WHAT YOU SHOULD DO. Please revise the stretch of data from the start through the line containing "33L84 38L86 38L86", replacing "palm tree" with "coconut palm" and leaving everything else unchanged.

RECORDS FOR THE EXERCISE.
|---|

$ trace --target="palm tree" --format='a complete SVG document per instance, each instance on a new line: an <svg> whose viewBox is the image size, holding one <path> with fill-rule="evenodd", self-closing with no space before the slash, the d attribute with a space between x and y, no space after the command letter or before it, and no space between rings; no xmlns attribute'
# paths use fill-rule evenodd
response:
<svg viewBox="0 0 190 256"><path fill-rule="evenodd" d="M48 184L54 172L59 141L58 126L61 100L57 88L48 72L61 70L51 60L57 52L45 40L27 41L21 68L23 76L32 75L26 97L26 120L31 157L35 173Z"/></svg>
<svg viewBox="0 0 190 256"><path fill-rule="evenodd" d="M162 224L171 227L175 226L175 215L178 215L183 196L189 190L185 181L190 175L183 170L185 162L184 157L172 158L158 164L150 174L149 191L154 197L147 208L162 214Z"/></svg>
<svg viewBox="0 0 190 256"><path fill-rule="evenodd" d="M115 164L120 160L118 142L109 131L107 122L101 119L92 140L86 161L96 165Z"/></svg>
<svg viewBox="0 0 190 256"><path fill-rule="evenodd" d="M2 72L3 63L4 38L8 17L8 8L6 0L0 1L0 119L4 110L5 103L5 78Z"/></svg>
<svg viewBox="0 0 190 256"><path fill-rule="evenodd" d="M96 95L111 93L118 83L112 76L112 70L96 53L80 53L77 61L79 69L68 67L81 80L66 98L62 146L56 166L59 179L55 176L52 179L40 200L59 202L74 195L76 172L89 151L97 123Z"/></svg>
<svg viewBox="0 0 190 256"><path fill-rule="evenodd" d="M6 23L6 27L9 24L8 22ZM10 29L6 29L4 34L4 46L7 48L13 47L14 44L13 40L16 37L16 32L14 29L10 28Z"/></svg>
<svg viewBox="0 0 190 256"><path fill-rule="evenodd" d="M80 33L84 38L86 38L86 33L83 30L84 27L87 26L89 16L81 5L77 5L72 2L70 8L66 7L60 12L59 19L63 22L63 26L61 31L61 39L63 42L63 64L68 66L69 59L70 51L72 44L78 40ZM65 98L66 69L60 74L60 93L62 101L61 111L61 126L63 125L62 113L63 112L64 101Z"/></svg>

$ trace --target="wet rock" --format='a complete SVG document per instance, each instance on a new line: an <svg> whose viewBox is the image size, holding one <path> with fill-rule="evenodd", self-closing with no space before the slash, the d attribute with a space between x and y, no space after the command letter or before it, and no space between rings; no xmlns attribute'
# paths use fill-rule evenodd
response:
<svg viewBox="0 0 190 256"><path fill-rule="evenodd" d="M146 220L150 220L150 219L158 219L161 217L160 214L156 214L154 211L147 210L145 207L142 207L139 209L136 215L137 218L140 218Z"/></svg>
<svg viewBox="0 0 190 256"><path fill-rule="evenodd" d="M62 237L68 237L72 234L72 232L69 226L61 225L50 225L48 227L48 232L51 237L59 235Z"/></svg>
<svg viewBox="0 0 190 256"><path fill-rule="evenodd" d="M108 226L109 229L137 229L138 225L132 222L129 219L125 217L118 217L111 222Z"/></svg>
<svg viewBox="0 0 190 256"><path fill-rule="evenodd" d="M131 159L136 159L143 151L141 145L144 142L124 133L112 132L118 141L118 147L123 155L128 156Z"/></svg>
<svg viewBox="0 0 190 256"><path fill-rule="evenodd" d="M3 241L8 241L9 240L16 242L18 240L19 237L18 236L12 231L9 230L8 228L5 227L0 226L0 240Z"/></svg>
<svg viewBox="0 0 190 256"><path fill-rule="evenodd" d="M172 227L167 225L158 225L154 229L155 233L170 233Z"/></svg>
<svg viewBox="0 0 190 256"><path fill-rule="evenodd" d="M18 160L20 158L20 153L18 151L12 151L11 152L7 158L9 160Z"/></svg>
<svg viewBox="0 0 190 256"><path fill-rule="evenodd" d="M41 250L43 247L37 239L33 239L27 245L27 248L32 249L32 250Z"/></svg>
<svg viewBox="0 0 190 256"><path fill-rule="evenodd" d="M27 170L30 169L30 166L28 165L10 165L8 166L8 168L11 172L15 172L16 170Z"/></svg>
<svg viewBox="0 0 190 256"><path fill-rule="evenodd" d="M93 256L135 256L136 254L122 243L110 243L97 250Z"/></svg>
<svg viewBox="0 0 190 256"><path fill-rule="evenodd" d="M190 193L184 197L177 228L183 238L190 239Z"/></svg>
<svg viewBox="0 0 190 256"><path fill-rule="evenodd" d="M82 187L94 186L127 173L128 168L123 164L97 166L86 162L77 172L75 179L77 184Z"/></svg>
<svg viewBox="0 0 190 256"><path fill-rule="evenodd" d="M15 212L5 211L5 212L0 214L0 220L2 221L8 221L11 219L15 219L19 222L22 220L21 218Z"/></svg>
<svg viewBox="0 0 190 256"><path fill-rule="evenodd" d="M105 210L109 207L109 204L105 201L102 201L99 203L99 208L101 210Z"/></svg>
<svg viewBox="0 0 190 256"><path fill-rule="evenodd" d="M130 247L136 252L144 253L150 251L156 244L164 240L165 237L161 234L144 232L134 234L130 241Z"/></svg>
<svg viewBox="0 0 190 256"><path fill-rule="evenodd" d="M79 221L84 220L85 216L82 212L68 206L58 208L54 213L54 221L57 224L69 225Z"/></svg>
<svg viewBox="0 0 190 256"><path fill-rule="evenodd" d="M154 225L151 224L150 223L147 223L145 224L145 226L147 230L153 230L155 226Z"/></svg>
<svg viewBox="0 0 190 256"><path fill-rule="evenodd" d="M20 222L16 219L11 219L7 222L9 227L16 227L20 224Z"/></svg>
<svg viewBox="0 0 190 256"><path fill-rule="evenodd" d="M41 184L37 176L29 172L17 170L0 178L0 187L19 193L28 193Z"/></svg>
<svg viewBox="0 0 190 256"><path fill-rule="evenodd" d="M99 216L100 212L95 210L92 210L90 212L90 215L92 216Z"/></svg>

|---|

ANSWER TO THIS PROBLEM.
$ trace --target="coconut palm" --format='a complete SVG document per instance, each instance on a new line: an <svg> whose viewBox is the image size, holding one <path> with fill-rule="evenodd", self-closing with no space before the slash, the d attribute with a space between x and y, no space after the command letter or before it, and no space between rings; no xmlns attribute'
# paths use fill-rule evenodd
response:
<svg viewBox="0 0 190 256"><path fill-rule="evenodd" d="M48 184L54 172L59 141L58 126L61 100L57 88L48 72L61 70L51 60L57 52L45 40L27 41L21 68L23 76L32 75L26 97L26 120L31 157L35 173Z"/></svg>
<svg viewBox="0 0 190 256"><path fill-rule="evenodd" d="M162 224L171 227L175 226L175 215L178 215L183 196L189 190L185 181L190 175L183 170L185 162L184 157L172 158L158 164L150 174L149 191L154 197L147 208L162 214Z"/></svg>
<svg viewBox="0 0 190 256"><path fill-rule="evenodd" d="M115 164L120 160L118 142L109 131L107 122L101 119L92 140L86 161L96 165Z"/></svg>
<svg viewBox="0 0 190 256"><path fill-rule="evenodd" d="M2 72L3 63L4 38L8 17L8 8L6 0L0 1L0 119L4 110L5 103L5 78Z"/></svg>
<svg viewBox="0 0 190 256"><path fill-rule="evenodd" d="M96 95L111 93L118 83L112 76L112 70L96 53L80 53L77 61L79 69L68 67L81 80L66 98L62 146L56 166L59 179L55 176L52 179L40 200L59 202L74 195L76 172L89 151L97 123Z"/></svg>
<svg viewBox="0 0 190 256"><path fill-rule="evenodd" d="M6 23L6 27L9 24L8 22ZM10 29L6 29L4 34L4 46L7 48L13 47L14 44L13 40L16 37L16 32L14 29L10 28Z"/></svg>
<svg viewBox="0 0 190 256"><path fill-rule="evenodd" d="M80 33L84 38L86 38L86 33L83 30L84 27L87 26L89 16L81 5L77 5L72 2L70 8L66 7L60 12L59 19L63 22L63 26L61 31L61 39L63 42L63 64L68 66L69 59L70 51L72 44L78 40ZM65 98L66 69L60 74L60 93L62 101L61 111L61 126L63 125L62 113L63 112L64 101Z"/></svg>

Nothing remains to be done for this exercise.